[THE EXERCISE]: Report every line from the items below that contains the word "bride", copying each such line in full.

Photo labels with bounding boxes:
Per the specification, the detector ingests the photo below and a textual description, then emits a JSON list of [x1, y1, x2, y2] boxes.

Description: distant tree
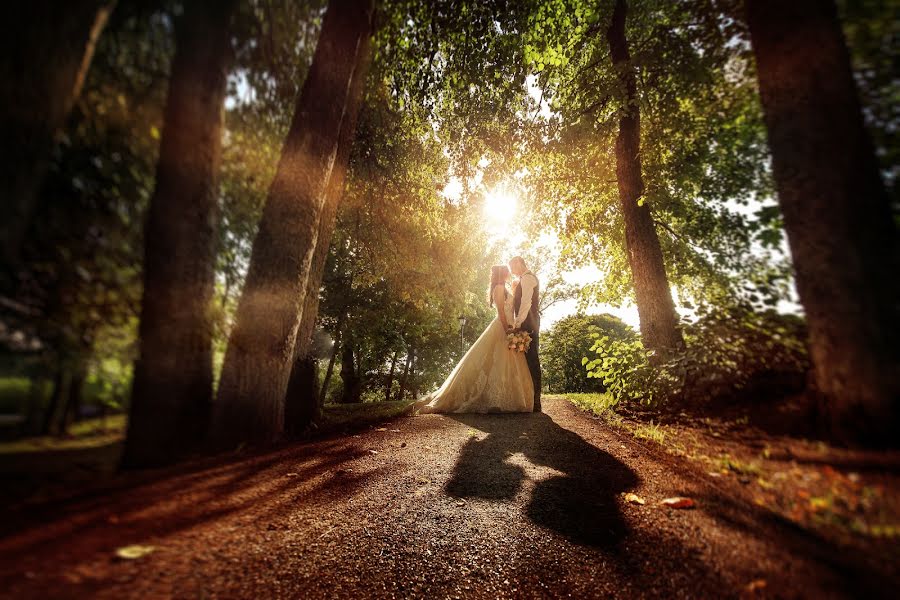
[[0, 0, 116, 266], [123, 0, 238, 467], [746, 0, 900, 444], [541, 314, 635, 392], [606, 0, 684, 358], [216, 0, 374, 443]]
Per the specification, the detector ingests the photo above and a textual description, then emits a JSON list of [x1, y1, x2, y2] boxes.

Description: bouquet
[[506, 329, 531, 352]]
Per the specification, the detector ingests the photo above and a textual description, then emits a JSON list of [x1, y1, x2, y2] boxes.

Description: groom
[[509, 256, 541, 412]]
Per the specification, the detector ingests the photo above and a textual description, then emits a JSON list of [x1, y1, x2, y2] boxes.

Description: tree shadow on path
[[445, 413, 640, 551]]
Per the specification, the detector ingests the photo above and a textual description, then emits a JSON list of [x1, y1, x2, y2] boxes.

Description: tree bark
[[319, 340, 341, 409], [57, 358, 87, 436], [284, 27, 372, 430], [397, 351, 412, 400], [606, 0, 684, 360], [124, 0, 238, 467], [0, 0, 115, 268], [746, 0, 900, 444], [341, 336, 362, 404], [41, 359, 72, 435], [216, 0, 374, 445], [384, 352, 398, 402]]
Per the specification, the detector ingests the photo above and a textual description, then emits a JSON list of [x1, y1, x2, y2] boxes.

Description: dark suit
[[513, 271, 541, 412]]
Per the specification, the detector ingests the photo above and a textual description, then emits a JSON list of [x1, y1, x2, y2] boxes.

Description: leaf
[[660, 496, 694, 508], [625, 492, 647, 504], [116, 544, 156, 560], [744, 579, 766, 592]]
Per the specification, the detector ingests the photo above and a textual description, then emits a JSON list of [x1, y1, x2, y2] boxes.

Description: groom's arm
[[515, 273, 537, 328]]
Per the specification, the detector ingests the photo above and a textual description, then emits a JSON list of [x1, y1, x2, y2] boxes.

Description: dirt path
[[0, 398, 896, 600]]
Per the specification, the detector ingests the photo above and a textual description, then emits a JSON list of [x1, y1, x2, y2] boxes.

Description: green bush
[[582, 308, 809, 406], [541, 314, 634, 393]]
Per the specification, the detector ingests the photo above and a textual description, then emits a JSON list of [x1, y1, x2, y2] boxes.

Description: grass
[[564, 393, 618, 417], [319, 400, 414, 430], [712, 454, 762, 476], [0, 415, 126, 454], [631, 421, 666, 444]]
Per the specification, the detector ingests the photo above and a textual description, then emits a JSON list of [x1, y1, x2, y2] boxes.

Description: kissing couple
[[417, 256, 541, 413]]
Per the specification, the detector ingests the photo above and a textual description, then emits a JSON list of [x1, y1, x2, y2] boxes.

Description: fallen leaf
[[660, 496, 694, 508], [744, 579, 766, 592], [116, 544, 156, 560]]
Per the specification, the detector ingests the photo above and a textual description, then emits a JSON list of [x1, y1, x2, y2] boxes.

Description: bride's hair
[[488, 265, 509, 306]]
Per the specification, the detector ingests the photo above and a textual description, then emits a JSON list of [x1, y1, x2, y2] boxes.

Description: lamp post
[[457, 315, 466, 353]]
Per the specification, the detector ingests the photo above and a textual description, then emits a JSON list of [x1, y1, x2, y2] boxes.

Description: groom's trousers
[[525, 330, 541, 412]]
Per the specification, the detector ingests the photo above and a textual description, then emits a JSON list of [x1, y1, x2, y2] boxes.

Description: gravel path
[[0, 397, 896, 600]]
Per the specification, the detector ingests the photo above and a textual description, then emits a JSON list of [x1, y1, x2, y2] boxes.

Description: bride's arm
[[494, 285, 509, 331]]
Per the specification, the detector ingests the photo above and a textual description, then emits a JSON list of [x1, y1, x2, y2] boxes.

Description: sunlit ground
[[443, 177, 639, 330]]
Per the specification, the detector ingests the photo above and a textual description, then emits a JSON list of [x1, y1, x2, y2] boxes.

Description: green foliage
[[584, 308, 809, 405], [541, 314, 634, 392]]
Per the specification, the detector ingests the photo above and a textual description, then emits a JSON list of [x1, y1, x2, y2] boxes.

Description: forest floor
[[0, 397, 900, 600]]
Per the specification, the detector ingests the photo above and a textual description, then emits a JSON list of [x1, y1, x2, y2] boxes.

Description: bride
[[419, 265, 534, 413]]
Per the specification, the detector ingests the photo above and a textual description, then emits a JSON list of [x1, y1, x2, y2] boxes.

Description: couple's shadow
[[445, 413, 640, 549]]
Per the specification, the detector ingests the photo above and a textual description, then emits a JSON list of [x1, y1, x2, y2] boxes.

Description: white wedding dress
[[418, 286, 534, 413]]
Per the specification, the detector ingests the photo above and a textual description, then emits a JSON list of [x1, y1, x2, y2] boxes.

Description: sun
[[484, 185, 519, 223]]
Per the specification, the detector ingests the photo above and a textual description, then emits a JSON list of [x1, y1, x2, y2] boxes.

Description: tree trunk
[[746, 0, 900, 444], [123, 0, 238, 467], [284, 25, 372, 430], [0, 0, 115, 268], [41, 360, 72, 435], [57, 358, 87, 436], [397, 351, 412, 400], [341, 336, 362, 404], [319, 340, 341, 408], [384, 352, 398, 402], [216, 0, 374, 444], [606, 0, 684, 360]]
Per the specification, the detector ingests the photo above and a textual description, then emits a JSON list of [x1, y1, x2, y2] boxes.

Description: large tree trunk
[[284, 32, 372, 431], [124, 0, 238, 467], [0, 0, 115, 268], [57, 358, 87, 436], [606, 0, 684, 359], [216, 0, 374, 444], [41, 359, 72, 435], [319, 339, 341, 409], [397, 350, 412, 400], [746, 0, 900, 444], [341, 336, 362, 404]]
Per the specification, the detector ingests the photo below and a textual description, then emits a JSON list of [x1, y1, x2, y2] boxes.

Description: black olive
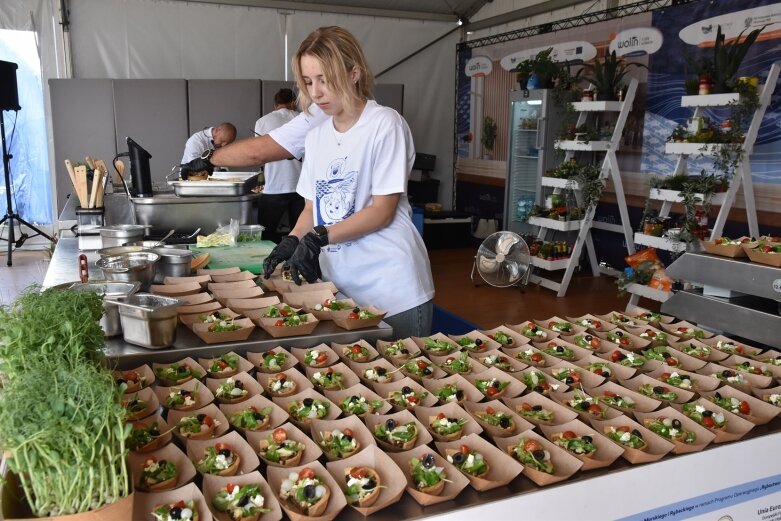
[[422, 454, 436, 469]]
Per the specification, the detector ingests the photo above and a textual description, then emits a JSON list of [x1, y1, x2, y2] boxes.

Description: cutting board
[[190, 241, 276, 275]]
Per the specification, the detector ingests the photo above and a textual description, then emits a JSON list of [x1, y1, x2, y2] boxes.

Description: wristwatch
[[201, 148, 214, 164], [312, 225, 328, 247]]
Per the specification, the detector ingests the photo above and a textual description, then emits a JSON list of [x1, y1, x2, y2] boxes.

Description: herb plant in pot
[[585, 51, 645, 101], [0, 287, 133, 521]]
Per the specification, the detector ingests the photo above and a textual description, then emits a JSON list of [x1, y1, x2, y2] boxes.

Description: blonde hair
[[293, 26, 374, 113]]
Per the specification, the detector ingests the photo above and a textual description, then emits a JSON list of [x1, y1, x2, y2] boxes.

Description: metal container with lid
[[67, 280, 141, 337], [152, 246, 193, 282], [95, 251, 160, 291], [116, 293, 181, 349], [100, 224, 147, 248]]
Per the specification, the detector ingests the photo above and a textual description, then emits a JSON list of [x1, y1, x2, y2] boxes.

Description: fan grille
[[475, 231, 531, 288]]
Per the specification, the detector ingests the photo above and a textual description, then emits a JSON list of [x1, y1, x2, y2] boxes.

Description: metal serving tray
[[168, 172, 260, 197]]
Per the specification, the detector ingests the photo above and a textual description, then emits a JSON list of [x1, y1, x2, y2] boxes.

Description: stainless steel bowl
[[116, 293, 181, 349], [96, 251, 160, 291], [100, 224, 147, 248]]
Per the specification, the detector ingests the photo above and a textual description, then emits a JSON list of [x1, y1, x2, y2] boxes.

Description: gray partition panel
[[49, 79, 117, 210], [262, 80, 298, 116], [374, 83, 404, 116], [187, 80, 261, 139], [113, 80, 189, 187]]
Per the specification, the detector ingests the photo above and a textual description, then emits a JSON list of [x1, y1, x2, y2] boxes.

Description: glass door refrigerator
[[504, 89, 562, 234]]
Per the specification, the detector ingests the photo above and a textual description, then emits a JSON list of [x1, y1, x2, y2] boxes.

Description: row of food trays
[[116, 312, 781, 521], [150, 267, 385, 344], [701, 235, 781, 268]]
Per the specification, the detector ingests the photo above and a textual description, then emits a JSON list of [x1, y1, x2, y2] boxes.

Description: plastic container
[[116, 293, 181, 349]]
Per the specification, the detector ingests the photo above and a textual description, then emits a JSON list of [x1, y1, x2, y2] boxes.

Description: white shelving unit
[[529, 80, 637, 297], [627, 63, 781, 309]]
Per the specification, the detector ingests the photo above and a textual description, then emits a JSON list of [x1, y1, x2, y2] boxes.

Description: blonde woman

[OUTPUT FOR THIS TASK]:
Description: bride's hair
Description: bride's arm
Description: bride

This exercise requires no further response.